• **Exercise goal**
Using the listing below, retype only the lines from the line with "the form (128,176)." through the end, both ends included, and exclude the pictures.

▬▬▬

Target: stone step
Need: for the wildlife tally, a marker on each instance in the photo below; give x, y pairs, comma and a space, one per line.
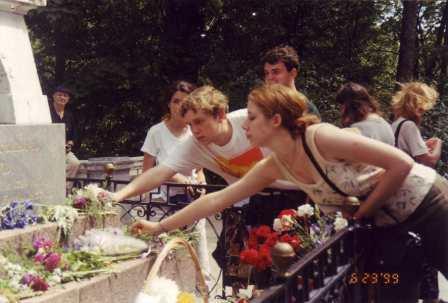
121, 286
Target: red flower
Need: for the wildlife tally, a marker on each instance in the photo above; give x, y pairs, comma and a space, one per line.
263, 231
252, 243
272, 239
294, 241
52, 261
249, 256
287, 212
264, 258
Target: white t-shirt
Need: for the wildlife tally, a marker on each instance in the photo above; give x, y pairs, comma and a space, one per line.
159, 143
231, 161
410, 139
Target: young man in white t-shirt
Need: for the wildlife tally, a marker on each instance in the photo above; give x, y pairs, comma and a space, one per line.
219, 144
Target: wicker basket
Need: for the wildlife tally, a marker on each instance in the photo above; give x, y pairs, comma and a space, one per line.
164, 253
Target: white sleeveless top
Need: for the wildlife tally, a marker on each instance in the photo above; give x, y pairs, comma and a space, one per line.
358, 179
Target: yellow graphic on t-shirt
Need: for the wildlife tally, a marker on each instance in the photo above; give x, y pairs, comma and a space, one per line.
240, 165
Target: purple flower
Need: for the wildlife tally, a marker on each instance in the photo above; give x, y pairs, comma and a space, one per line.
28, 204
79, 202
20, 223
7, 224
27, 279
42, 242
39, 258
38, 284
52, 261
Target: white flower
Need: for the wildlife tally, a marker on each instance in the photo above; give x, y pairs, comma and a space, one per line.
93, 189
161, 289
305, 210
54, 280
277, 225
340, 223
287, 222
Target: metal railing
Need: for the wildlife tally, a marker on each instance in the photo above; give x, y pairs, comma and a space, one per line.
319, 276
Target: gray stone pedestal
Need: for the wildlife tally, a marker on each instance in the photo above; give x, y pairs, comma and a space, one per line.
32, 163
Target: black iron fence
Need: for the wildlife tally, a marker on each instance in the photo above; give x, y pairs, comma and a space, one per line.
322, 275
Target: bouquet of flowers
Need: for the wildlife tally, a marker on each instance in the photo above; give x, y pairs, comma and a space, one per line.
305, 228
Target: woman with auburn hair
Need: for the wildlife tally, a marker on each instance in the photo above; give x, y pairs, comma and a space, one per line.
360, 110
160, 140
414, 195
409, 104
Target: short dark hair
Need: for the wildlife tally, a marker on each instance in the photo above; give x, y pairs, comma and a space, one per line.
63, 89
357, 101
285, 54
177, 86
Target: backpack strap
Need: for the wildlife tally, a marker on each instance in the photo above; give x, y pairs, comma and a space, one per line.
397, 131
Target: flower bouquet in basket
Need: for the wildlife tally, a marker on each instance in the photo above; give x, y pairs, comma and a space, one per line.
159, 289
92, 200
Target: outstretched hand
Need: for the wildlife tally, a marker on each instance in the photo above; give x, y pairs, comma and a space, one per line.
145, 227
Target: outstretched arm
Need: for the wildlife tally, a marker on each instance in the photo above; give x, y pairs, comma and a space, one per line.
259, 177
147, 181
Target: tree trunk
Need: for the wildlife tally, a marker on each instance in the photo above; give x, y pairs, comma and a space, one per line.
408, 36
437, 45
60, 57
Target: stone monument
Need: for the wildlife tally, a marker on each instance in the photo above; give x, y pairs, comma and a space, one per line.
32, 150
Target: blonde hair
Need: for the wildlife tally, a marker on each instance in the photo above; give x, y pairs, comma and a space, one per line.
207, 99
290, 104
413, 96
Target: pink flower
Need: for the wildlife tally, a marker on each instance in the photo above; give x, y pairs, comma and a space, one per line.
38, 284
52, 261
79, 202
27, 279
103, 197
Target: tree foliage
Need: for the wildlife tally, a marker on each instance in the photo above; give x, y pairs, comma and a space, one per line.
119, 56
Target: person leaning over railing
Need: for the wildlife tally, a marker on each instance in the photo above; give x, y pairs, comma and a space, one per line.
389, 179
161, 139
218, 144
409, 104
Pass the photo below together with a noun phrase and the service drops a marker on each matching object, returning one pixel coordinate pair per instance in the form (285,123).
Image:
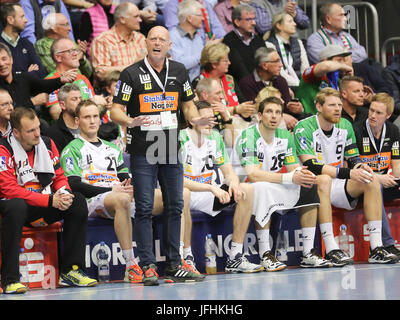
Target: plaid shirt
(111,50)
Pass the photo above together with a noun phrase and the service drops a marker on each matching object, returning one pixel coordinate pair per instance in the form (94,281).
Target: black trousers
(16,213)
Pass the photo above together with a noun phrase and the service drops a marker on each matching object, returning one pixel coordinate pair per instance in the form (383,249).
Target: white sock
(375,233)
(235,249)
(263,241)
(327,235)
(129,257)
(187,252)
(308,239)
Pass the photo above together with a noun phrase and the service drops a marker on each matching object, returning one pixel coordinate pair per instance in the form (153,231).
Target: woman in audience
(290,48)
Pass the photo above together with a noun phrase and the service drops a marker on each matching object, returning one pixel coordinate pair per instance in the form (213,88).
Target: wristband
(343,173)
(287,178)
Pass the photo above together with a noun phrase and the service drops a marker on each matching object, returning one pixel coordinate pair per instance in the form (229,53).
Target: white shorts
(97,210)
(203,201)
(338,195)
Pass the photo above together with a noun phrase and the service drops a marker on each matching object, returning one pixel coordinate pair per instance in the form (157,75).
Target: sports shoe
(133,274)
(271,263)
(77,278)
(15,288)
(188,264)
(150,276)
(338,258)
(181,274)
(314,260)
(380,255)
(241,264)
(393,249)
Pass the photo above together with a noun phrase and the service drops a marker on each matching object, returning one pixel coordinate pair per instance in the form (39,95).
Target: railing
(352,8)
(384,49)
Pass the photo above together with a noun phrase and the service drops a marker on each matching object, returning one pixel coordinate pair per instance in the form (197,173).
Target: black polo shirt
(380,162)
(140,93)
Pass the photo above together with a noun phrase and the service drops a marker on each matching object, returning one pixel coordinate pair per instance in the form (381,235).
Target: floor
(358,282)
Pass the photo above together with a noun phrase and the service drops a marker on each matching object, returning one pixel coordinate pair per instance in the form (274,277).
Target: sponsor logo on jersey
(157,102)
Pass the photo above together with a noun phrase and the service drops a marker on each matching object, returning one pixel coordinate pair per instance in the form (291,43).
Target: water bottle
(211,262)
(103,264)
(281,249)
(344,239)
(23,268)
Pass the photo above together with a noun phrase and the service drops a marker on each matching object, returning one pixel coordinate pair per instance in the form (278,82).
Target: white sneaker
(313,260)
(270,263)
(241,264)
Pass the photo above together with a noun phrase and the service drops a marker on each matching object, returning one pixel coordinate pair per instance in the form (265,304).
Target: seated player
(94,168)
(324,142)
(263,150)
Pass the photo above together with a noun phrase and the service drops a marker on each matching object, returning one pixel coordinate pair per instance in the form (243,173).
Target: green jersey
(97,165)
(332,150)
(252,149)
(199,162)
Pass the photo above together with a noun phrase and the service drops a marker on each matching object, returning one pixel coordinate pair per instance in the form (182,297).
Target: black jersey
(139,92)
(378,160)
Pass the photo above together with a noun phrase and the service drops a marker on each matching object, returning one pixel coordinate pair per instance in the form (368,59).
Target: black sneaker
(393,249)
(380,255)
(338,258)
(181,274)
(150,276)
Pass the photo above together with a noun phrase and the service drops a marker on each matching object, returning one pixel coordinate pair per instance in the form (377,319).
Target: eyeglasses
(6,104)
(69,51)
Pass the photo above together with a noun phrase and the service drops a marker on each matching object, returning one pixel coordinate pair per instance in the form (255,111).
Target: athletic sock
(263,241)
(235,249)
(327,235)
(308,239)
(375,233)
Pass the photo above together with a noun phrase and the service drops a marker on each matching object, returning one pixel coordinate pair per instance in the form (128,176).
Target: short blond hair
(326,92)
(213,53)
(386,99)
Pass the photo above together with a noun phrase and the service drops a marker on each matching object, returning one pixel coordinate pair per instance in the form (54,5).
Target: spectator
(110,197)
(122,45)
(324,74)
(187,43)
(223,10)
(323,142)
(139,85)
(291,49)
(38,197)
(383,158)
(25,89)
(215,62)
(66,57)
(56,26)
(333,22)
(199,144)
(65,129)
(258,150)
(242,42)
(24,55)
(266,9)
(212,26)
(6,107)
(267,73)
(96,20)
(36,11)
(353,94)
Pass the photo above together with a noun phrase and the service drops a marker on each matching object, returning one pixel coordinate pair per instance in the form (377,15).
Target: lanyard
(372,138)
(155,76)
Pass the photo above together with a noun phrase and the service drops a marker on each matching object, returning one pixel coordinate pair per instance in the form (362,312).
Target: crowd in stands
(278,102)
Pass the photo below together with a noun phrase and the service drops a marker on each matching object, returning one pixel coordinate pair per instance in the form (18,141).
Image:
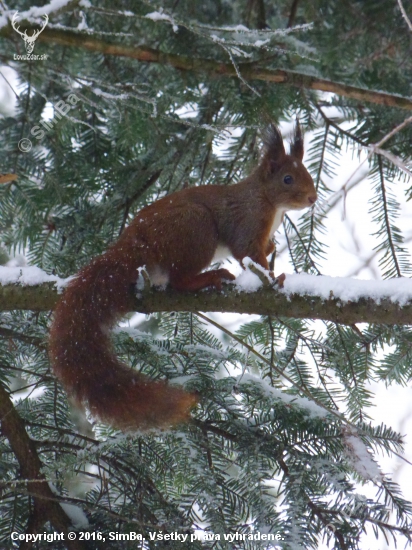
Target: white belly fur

▬▬▬

• **Task result**
Pass the photo above together with a noun phrase and the service drops a marker on each matching object, returning one pixel coordinate pair per instance in the form (128,176).
Target: short blond hair
(326,92)
(213,53)
(386,99)
Pass the photo above together with a noun phrase and the service drops a marker on each matching object, returning one pixel coordinate pair per instance in the form (54,5).
Target: spectator
(110,197)
(122,45)
(324,74)
(187,43)
(223,10)
(323,142)
(139,85)
(291,49)
(38,197)
(383,158)
(25,89)
(215,62)
(66,57)
(56,26)
(333,22)
(199,144)
(65,129)
(258,150)
(242,42)
(24,55)
(266,9)
(212,26)
(6,107)
(267,73)
(96,20)
(36,11)
(353,94)
Pass the photo above together with a noun phrase and the service drops a marker on each matching object, returning one pixel coordinate pair per instance in the form (377,15).
Target: lanyard
(372,138)
(155,76)
Pass the photo above together with a noun phrase and the service drops a marker on each matching object, returning one pixel coordinate pair per instance in the form (362,312).
Target: crowd in stands
(278,102)
Pass the photo below together with a noun phrase and the service drops a marker on each matching object, returning one pixel coordinate pair per instance in the form (18,141).
Image:
Target: white belly fur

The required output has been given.